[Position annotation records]
%%

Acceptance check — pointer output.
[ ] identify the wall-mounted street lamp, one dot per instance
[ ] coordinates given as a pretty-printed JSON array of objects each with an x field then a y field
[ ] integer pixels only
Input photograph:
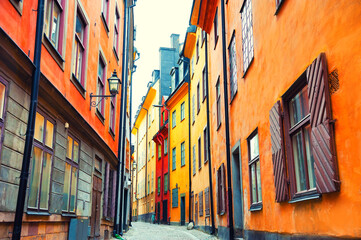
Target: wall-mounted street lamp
[{"x": 113, "y": 83}]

%%

_Given request:_ Quote the records in their entirety, keeping the wording exact and excluding pictures.

_Task response:_
Acceptance check — pointer output.
[ ] identify the wall-mounted street lamp, one dot per instance
[ ] coordinates given as a pretty-printed JSON array of objects each with an x field then a y field
[ ] integer pixels only
Input photograph:
Target: wall-mounted street lamp
[{"x": 113, "y": 83}]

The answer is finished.